## Selected text
====

Source: Joseph Stark, "Motive and Meaning: The Mystery of the Will in Poe's ‘The Black Cat,’" in Mississippi Quarterly, Vol. 57, No. 2, Spring 2004, 9 pp.

James W. Gargano

In the following article, Gargano analyzes the narrators of five of Poe's stories, including "The Black Cat," arguing that "Poe's narrators possess a character and consciousness distinct from those of their creator."

Part of the widespread critical condescension toward Edgar Allan Poe's short stories undoubtedly stems from impatience with what is taken to be his "cheap" or embarrassing Gothic style. Finding turgidity, hysteria, and crudely poetic overemphasis in Poe's works, many critics refuse to accept him as a really serious writer. Lowell's flashy indictment of Poe as "two-fifths sheer fudge" agrees essentially with Henry James's magesterial declaration that an "enthusiasm for Poe is the mark of a decidedly primitive stage of reflection." T. S. Eliot seems to be echoing James when he attributes to Poe "the intellect of a highly gifted young person before puberty." Discovering in Poe one of the fountainheads of American obscurantism, Ivor Winters condemns the incoherence, puerility, and histrionics of his style. Moreover, Huxley's charge that Poe's poetry suffers from "vulgarity" of spirit, has colored the views of critics of Poe's prose style.

Certainly, Poe has always had his defenders. One of the most brilliant of modern critics, Allen Tate finds a variety of styles in Poe's works; although Tate makes no high claims for Poe as stylist, he nevertheless points out that Poe could, and often did, write with lucidity and without Gothic mannerisms. Floyd Stovall, a long-time and more enthusiastic admirer of Poe, has recently paid his critical respects to "the conscious art of Edgar Allan Poe." Though he says little about Poe's style, he seems to me to suggest that the elements of Poe's stories, style for example, should be analyzed in terms of Poe's larger artistic intentions. Of course, other writers, notably Edward H. Davidson, have done much to demonstrate that an intelligible rationale informs Poe's best work.

====

## Provided information
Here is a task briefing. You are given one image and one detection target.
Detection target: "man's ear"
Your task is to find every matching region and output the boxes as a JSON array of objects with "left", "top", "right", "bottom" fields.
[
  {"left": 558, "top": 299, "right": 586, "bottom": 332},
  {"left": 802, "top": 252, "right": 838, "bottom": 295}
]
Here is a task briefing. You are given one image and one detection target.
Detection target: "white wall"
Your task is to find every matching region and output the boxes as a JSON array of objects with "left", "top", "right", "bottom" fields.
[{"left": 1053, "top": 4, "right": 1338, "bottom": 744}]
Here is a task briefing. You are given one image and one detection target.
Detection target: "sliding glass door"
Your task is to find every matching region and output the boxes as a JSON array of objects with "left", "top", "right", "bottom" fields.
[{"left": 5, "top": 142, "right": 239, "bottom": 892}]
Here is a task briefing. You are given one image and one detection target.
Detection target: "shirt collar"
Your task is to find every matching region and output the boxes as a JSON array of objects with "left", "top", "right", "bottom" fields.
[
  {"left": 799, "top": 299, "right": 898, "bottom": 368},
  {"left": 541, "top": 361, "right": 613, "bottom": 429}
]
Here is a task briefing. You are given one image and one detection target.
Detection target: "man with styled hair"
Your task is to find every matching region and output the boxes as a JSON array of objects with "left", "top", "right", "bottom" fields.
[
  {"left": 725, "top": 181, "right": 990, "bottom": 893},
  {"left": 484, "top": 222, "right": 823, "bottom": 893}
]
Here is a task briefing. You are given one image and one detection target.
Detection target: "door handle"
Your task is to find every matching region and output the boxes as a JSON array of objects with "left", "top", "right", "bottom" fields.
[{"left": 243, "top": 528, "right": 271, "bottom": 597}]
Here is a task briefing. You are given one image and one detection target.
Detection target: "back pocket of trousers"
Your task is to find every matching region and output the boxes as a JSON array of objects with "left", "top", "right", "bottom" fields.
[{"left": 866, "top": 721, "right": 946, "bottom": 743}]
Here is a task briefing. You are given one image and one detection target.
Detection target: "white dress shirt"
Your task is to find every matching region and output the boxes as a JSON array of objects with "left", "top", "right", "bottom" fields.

====

## Prompt 1
In the passage about critics of Poe, what portion of Poe does Lowell call "sheer fudge"?
## Prompt 2
Count the lines of the records that contain the string "door", treating case as significant, and give only the number.
The text and the records have nothing to do with each other.

## Written answer 1
Two-fifths.

## Written answer 2
2